> [Passage provided]
+++++

= The Jazz Series =

Television series produced between 1979 and 1981

The Jazz Series is a Scottish television series produced between 1979 and 1981. Each of the four series had a single presenter and a house band with whom guest musicians would play each week.

In January 2011, Scottish Television published all twenty one episodes on YouTube, but these have in the interim been removed along with the playlist page which formerly existed.

== Series One ==
Source:

Date aired : January 1979

Presenter: Annie Ross

House band: Pat Smythe Septet

=== Episodes ===
Episode One: Tommy Whittle, Duncan Lamont, Bobby Wellins, Jimmy Hastings, Scott Madden

Songs performed

- "Work song" by Oscar Brown, Jr., Nat Adderley - performed by Annie Ross;
- "Honeysuckle Rose" by Andy Razaf, Fats Waller - performed by Annie Ross;
- "Children's game" by Antonio Carlos Jobim - performed by Tommy Whittle;
- "The shadow of your smile" by Paul Francis Webster, Johnny Mandel - performed by Scott Madden;
- "Morning mist" by Hank Johnson - performed by Jimmy Hastings (flute);
- "Four brothers" by Jimmy Giuffre - performed by Annie Ross, Duncan Lamont, Bobby Wellins, Tommy Whittle, Jimmy Hastings.

+++++

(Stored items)
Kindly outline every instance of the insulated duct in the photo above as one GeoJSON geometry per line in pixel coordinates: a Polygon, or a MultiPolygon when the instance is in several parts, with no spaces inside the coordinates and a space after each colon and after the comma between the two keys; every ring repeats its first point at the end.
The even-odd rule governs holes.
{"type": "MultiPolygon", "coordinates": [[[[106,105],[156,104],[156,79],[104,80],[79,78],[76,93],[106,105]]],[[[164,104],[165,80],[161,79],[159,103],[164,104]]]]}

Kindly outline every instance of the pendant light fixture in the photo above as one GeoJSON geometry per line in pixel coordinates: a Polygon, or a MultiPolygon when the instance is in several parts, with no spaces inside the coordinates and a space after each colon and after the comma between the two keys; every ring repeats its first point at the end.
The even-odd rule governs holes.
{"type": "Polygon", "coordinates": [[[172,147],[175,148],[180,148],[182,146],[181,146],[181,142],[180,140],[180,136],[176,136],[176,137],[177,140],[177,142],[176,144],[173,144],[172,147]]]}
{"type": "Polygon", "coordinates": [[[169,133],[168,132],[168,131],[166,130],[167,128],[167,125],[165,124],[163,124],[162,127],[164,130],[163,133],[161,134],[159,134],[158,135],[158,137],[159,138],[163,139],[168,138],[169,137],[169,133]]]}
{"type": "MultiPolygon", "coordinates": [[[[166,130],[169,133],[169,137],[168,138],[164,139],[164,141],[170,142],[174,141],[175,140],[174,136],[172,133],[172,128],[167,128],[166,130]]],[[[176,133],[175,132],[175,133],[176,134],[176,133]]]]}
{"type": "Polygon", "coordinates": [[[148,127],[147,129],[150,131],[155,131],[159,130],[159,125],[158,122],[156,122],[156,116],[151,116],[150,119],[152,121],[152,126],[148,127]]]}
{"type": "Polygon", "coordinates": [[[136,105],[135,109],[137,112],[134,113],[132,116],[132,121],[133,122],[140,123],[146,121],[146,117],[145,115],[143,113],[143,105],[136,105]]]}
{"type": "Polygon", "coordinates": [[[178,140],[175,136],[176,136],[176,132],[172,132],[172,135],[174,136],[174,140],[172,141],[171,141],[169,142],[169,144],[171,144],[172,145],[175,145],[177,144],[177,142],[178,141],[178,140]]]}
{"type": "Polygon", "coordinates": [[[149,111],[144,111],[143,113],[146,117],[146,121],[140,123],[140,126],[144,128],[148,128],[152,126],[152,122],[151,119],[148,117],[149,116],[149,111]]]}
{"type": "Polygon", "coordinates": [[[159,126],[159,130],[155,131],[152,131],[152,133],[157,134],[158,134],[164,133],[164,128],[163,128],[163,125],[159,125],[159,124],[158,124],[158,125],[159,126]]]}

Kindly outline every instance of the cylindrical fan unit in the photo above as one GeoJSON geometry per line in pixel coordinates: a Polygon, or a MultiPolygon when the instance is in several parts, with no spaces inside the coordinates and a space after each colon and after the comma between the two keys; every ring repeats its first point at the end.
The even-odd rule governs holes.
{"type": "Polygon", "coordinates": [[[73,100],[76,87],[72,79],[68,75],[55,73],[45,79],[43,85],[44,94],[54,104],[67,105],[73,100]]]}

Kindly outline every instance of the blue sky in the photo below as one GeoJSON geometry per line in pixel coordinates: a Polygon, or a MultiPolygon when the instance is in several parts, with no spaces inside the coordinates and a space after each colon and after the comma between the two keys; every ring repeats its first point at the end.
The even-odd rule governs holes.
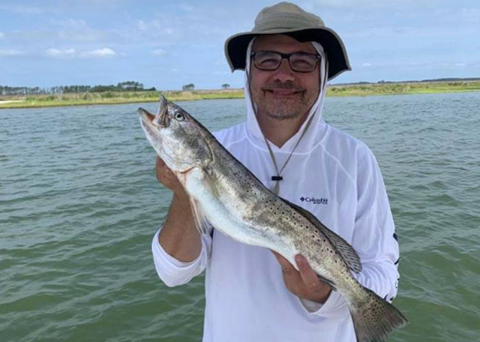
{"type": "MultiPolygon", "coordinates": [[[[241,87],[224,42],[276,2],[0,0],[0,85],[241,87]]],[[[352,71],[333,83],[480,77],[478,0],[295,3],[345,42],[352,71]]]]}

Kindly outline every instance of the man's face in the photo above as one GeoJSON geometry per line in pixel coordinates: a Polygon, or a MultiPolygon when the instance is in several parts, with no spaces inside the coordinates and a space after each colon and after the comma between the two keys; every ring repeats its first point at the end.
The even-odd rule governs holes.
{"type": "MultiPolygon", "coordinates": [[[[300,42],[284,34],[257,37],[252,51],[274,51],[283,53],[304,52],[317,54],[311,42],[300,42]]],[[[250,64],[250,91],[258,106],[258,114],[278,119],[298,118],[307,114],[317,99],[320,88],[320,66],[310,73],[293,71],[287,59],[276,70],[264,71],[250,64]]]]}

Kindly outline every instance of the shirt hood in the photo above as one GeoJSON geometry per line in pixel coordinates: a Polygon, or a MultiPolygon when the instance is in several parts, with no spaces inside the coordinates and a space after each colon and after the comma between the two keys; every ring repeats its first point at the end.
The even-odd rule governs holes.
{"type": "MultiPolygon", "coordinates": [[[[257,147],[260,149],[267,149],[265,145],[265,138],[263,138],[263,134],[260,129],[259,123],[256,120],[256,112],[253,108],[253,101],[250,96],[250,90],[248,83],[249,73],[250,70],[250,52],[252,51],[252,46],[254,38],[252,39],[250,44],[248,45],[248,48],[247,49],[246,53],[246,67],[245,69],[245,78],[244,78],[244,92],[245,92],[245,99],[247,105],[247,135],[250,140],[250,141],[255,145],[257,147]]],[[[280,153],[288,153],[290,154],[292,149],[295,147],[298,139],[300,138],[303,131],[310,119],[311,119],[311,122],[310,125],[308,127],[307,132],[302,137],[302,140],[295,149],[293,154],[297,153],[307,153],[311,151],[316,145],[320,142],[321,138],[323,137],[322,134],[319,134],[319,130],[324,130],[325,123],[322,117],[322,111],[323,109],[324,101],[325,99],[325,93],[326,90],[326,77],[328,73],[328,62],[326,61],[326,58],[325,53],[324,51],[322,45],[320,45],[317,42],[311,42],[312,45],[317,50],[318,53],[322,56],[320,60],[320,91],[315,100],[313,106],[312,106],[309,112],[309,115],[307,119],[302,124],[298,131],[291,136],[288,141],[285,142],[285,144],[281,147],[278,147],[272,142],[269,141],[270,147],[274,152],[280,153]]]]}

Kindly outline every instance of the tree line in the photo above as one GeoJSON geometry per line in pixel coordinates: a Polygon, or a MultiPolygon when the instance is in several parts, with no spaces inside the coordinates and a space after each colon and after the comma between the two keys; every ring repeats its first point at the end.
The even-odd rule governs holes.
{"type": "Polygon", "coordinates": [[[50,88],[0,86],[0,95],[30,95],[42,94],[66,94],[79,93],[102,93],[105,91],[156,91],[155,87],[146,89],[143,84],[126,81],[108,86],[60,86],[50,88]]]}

+++++

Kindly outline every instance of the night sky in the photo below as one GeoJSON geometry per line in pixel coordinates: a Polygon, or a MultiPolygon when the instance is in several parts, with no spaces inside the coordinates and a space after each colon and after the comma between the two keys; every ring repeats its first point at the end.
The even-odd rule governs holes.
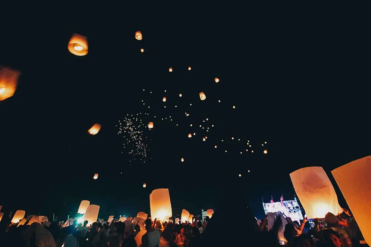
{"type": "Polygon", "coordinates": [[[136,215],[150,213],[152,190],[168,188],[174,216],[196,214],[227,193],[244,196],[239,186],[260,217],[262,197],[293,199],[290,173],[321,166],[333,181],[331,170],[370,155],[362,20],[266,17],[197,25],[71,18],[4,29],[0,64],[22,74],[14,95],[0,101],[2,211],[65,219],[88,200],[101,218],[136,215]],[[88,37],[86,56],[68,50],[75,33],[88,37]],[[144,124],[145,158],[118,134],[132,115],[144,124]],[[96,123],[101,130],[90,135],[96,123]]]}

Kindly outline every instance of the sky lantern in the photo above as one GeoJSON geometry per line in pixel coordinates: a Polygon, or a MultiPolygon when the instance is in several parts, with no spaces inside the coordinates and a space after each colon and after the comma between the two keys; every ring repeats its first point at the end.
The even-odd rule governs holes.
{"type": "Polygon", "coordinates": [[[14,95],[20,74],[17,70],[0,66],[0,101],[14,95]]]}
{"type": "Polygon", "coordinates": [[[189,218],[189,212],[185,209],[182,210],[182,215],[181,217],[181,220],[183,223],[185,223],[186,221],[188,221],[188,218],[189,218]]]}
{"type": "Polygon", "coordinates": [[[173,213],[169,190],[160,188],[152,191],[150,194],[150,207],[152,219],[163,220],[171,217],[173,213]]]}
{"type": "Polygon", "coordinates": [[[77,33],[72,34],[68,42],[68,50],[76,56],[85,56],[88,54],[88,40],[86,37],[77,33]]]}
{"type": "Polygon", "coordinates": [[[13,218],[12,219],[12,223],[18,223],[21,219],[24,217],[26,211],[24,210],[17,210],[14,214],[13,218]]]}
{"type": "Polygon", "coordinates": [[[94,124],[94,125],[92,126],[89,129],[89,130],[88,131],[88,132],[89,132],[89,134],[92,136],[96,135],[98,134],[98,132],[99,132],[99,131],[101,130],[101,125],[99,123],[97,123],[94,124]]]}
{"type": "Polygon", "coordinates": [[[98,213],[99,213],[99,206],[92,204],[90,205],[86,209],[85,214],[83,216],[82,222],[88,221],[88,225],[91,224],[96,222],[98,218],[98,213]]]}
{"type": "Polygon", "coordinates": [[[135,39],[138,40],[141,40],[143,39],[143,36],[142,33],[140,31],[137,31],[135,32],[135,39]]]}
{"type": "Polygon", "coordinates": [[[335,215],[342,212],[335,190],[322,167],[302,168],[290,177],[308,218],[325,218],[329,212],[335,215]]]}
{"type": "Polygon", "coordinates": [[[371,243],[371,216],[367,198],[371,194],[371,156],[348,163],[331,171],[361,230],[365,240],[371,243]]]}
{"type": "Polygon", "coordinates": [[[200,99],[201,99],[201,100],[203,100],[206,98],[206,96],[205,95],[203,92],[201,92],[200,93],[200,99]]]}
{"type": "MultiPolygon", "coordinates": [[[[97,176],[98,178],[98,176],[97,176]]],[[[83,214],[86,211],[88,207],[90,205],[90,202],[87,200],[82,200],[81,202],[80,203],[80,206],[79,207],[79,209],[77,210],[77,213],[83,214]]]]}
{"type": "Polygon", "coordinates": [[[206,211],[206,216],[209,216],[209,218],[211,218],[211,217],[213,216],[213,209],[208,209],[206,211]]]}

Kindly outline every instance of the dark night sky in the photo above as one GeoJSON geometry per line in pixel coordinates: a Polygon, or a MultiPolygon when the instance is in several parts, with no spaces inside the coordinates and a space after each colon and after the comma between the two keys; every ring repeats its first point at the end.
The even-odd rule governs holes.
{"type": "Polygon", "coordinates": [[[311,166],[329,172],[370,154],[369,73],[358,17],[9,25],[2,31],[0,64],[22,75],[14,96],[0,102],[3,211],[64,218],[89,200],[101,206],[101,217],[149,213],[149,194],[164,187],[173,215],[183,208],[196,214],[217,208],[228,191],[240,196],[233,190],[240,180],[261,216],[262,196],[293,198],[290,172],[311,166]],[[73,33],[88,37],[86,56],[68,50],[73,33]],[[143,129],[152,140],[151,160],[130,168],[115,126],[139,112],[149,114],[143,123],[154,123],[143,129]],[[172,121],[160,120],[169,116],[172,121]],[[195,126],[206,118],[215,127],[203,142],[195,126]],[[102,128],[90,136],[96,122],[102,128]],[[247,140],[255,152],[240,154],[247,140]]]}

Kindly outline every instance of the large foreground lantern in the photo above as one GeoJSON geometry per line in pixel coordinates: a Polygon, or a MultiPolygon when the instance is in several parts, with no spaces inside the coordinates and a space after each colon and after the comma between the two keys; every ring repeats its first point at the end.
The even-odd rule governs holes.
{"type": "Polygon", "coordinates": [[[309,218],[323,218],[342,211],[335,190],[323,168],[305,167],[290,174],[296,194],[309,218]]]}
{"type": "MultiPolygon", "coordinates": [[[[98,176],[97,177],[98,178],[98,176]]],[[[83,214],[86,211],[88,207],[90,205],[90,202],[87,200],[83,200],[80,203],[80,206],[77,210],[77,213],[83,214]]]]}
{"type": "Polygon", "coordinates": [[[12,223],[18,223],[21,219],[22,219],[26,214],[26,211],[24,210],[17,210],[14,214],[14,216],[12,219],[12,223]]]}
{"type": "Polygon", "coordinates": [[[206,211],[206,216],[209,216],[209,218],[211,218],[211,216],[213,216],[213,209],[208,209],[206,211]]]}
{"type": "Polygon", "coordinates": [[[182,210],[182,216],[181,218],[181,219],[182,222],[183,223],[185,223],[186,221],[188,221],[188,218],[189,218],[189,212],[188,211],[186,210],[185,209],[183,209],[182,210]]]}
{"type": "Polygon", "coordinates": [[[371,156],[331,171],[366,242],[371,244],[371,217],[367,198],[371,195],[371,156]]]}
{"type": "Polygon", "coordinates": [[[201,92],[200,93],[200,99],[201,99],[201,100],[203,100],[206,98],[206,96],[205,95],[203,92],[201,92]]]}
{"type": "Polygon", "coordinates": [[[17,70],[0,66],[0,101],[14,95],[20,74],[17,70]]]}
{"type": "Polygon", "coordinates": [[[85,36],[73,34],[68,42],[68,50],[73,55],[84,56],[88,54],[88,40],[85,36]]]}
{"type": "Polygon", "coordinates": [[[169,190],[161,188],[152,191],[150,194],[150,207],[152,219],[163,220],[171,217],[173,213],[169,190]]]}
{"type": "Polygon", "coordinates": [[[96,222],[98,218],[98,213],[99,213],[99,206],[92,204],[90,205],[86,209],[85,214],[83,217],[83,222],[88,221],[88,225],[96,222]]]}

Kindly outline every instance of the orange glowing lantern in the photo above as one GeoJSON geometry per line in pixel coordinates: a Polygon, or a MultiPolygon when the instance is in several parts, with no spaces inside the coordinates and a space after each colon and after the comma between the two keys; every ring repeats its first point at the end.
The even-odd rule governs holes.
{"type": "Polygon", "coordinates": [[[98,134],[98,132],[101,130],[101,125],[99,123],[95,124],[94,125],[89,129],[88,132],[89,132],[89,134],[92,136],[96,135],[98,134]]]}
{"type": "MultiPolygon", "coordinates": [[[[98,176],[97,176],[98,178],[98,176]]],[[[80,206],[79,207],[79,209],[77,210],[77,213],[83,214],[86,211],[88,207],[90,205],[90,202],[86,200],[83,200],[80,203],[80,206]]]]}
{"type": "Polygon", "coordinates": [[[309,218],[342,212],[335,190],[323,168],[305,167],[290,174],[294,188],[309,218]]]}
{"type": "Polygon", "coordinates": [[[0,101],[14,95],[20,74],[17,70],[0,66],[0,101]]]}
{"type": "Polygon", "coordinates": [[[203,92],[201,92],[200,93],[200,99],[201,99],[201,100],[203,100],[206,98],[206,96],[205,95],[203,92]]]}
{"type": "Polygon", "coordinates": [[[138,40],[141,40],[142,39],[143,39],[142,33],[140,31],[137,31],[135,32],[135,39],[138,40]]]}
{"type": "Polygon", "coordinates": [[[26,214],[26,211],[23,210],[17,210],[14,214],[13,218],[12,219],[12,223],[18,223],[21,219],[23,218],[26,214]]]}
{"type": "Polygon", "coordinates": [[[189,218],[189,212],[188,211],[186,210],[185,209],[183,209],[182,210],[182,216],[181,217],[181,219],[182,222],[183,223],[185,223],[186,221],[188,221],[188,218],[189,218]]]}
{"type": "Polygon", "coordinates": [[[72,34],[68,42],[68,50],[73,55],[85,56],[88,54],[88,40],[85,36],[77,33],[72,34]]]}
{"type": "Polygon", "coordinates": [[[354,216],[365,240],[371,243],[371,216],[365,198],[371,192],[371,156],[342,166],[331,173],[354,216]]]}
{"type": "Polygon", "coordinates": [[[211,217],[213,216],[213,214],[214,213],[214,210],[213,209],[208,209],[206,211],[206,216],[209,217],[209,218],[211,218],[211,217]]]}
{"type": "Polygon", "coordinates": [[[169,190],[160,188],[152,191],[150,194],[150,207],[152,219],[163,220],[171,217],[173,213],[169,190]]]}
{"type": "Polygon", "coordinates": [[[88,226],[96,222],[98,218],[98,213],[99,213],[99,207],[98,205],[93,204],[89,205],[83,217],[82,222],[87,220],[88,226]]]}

+++++

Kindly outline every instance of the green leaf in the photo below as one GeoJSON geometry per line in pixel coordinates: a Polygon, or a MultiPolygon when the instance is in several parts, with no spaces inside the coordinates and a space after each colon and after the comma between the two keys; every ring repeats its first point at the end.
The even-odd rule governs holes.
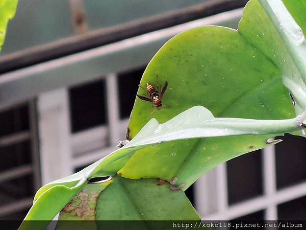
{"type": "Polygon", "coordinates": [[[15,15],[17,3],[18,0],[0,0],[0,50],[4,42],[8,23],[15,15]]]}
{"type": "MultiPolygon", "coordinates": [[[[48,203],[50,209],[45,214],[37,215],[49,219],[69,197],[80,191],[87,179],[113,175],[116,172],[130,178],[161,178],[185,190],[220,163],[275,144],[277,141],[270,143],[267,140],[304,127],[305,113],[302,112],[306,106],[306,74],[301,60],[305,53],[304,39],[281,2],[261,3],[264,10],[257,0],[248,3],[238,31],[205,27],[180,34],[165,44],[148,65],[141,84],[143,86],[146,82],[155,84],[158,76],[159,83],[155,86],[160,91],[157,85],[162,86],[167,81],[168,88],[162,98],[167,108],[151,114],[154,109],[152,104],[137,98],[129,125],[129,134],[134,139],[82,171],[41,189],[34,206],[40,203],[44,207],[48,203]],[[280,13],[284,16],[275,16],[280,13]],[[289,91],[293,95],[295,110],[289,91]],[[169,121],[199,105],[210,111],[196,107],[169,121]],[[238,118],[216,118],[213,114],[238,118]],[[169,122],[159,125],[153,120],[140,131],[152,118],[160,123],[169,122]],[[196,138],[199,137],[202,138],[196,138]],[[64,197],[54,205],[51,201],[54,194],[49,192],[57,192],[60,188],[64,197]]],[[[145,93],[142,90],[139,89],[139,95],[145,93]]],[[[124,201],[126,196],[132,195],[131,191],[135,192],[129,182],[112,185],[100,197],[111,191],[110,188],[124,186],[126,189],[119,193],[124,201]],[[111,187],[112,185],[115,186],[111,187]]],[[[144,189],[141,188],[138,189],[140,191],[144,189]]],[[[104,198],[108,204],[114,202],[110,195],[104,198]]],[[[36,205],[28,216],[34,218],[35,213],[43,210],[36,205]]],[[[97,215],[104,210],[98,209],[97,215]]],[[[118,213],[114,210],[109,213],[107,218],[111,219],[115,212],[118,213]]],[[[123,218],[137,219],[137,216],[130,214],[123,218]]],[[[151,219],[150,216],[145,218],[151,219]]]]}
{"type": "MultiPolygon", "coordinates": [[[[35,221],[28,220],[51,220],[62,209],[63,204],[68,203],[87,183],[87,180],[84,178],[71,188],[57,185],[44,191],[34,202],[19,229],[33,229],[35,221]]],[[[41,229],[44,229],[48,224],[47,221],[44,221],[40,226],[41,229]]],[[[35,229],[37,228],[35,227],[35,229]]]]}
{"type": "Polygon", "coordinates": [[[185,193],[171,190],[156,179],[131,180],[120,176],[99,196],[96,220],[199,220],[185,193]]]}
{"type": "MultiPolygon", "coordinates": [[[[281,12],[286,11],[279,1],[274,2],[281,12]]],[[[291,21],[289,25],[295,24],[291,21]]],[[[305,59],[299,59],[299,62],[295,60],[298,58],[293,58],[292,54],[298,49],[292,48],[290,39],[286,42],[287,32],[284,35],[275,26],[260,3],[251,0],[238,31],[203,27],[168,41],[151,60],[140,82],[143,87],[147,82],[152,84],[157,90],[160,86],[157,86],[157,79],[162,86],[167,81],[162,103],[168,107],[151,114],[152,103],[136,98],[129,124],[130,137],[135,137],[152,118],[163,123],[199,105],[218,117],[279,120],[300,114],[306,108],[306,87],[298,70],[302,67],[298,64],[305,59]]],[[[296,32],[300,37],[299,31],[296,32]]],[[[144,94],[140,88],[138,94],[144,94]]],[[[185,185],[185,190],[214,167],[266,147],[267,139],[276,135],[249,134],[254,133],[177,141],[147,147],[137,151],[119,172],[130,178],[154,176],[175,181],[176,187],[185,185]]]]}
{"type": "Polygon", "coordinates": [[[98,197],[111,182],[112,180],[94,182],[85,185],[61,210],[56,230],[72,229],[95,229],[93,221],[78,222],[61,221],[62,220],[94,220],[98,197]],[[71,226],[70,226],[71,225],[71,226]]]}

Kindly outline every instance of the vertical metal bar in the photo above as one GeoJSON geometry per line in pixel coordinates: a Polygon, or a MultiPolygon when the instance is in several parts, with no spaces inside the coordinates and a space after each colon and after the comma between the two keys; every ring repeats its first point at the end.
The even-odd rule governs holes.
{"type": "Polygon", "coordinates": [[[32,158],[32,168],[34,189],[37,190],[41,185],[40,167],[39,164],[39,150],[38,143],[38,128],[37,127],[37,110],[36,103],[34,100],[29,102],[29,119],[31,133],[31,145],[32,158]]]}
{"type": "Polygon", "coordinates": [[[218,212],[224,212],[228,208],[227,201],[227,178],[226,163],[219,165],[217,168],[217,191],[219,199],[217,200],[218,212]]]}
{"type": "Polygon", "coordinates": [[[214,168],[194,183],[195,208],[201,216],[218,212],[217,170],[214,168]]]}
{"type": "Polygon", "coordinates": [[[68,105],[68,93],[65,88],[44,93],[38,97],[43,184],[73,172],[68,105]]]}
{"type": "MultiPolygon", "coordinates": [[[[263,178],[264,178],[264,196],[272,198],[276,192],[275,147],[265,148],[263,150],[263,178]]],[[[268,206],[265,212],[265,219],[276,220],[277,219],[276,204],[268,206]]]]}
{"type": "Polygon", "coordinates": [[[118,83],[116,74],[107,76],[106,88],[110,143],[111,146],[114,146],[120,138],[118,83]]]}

+++++

> [Task requirements]
Answer these about the text on The Jazz Series:
(a) How many episodes did Scottish Television publish on YouTube in January 2011?
(b) Who presented Series One?
(c) Who performed "Morning mist," and on what instrument?
The listing is separate material, unrelated to the text on The Jazz Series.

> [Solution to this task]
(a) Twenty one.
(b) Annie Ross.
(c) Jimmy Hastings, on flute.